EXERCISE DESCRIPTION =
Your task is to copy every line of this material exactly.

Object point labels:

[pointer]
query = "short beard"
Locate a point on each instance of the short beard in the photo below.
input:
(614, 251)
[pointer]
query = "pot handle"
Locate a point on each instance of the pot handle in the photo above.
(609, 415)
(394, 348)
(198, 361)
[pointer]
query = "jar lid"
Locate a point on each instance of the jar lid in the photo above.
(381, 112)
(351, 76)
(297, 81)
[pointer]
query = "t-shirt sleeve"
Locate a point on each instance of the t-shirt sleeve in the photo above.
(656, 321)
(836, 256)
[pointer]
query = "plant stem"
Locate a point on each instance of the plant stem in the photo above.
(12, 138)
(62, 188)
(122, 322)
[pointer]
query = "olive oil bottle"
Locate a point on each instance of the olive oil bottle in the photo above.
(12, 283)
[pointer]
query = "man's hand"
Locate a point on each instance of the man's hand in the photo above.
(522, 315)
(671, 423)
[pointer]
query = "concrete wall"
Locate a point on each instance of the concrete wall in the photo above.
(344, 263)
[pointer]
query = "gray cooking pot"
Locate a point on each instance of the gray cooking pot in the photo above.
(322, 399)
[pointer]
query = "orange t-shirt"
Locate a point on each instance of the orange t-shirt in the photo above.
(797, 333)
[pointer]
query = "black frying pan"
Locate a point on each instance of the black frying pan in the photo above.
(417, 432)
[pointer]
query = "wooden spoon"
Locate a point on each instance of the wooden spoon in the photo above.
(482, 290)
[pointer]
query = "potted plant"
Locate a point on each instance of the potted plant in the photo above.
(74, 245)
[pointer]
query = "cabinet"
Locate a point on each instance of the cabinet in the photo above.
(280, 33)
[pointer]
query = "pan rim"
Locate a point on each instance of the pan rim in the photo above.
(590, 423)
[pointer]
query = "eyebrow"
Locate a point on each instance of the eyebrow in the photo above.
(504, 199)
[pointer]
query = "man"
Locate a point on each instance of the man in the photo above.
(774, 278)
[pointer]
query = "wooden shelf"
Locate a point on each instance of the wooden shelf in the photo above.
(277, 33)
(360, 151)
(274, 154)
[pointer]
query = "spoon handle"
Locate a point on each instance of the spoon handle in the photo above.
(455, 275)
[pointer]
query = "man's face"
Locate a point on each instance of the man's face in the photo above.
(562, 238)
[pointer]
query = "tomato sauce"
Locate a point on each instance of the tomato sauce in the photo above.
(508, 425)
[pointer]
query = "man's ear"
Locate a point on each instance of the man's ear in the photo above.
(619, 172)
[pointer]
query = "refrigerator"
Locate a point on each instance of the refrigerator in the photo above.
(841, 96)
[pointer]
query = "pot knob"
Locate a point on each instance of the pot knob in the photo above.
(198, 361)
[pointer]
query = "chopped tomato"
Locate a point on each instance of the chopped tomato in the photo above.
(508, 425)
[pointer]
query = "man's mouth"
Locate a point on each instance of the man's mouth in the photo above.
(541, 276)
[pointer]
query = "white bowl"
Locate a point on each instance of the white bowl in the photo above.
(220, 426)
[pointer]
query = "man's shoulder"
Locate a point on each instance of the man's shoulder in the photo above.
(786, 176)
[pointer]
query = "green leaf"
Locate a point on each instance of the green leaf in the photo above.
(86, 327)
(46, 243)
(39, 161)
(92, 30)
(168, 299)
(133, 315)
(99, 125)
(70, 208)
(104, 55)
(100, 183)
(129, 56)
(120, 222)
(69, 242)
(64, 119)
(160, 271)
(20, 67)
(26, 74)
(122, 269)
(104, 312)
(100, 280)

RESULT OF THE EXERCISE =
[pointer]
query = "short beard"
Locate a point on each instance of the short beard in the photo below.
input:
(614, 251)
[pointer]
query = "pot handle"
Locate a point on each instance of the pot handle in the photo above.
(609, 415)
(394, 348)
(198, 361)
[pointer]
query = "jar lid"
Locate a point on each instance of the jar lid in the photo above.
(381, 112)
(351, 76)
(297, 81)
[pointer]
query = "t-shirt sleeve"
Locate a point on each instance of the t-shirt sleeve in the photo above.
(656, 321)
(836, 256)
[pointer]
query = "plant stem"
Locate a point on each instance of the plant stem in the photo above.
(12, 138)
(62, 188)
(122, 322)
[pointer]
query = "olive oil bottle"
Locate a point on each instance of the olive oil bottle in the photo above.
(12, 283)
[pointer]
query = "man's hand"
Locate a point on each instance of the man's hand in the photo above.
(522, 315)
(671, 423)
[pointer]
query = "concrete wall"
Locate a point on each instance of the concrete wall in the photo above.
(344, 263)
[pointer]
query = "gray cooking pot"
Locate a point on each instance of the gray cooking pot in the photo above.
(322, 399)
[pointer]
query = "orange t-shirt"
Locate a point on each instance of the orange t-shirt in the photo above.
(797, 333)
[pointer]
query = "black frying pan"
Locate a point on each instance of the black frying pan in the photo above.
(417, 432)
[pointer]
query = "wooden spoon"
Locate a point on each instance of the wooden spoon in the photo above.
(482, 290)
[pointer]
query = "potted plant"
Locate a point on each instance of the potted plant in the photo above.
(74, 245)
[pointer]
query = "cabinet"
Locate a point on each instance of the cabinet in the photo above.
(280, 33)
[pointer]
query = "pan rim"
Locate a point on each instance of the pan rim in the photo above.
(590, 423)
[pointer]
query = "eyebrow"
Locate a point on each instance of the eyebrow in the photo above.
(504, 199)
[pointer]
query = "man"
Locate a point on each instance of the man in the photo above.
(774, 278)
[pointer]
query = "wooden shelf"
Locate a point on each instance of the wooden shelf in the photo above.
(277, 33)
(360, 151)
(274, 154)
[pointer]
query = "spoon handle"
Locate a point on each instance of the spoon handle in the photo above.
(455, 275)
[pointer]
query = "man's face"
Locate a point on each instance of the man's face in the photo above.
(562, 238)
[pointer]
query = "tomato sauce"
Locate a point on each instance of the tomato sauce in the photo above.
(508, 425)
[pointer]
query = "man's ear"
Locate a point on each instance of the man's ear in the photo above.
(619, 172)
[pointer]
query = "refrigerator"
Locate a point on each instance of the refrigerator in the photo above.
(841, 96)
[pointer]
query = "pot knob"
Locate a point on each instance of the pot knob in the photo above.
(198, 361)
[pointer]
query = "chopped tomato"
Locate a point on each instance of the chopped tomato in the photo above.
(508, 425)
[pointer]
query = "man's mouth"
Locate a point on each instance of the man's mouth in the photo above.
(541, 276)
[pointer]
query = "white bowl"
Locate a point on each instance of the white bowl in the photo above.
(220, 426)
[pointer]
query = "man's shoulder"
Locate a point on each instance of the man's shoulder in the photo above.
(786, 176)
[pointer]
query = "green leaf"
Locate a point on each instance of the green leaf in the photo above.
(86, 327)
(46, 243)
(39, 161)
(92, 30)
(168, 299)
(133, 315)
(99, 125)
(70, 208)
(104, 55)
(100, 183)
(129, 56)
(120, 222)
(69, 242)
(64, 119)
(160, 271)
(20, 67)
(26, 74)
(122, 269)
(104, 312)
(100, 280)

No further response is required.